## INPUT DATA
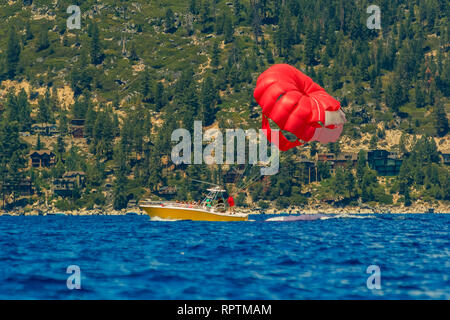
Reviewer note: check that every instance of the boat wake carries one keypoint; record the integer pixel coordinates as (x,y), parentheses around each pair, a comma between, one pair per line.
(163,219)
(312,217)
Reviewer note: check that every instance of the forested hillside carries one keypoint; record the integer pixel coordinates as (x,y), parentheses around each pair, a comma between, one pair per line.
(137,70)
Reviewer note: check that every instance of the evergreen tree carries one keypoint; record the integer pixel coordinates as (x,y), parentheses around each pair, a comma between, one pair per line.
(441,119)
(43,43)
(95,46)
(12,53)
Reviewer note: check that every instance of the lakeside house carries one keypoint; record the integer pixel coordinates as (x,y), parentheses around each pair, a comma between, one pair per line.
(384,162)
(69,181)
(44,129)
(77,128)
(42,158)
(342,160)
(446,158)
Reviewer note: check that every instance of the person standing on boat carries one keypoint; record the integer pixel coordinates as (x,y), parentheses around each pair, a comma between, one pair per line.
(230,201)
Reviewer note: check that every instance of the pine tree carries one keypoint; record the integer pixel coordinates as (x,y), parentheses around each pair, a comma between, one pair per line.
(12,53)
(39,145)
(441,119)
(95,46)
(228,30)
(43,43)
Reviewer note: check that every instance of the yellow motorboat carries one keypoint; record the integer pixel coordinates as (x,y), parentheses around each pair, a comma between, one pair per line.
(205,211)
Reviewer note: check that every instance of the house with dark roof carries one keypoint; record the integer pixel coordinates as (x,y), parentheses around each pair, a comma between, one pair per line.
(384,162)
(42,158)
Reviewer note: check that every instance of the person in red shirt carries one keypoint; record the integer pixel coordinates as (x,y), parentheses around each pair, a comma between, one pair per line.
(230,201)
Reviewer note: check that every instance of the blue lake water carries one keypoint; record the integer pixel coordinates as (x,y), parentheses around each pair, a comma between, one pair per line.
(131,257)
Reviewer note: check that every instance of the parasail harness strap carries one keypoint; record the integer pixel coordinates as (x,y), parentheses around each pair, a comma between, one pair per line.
(283,143)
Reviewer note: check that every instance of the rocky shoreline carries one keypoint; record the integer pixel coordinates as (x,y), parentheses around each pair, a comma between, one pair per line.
(312,209)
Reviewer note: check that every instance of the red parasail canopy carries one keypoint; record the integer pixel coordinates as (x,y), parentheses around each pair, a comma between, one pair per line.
(298,105)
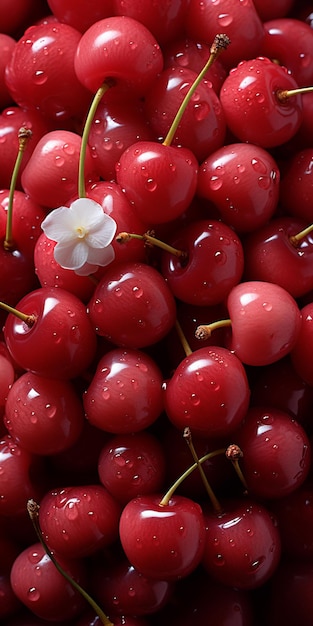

## PROBLEM REQUIREMENTS
Pick out every line in the listing above that contains the word "person" and copy each of those lines.

## ANSWER BELOW
Reviewer note: check that every instance of the person standing on boat carries one keypoint; record the integer pixel coordinates as (x,y), parentheses around each pair, a comma between, one pair per line.
Reviewer note: check that every instance of the person in red shirt carries one keypoint; record the integer pixel coordinates as (x,y), parentheses around each pair, a comma between, one pair per line.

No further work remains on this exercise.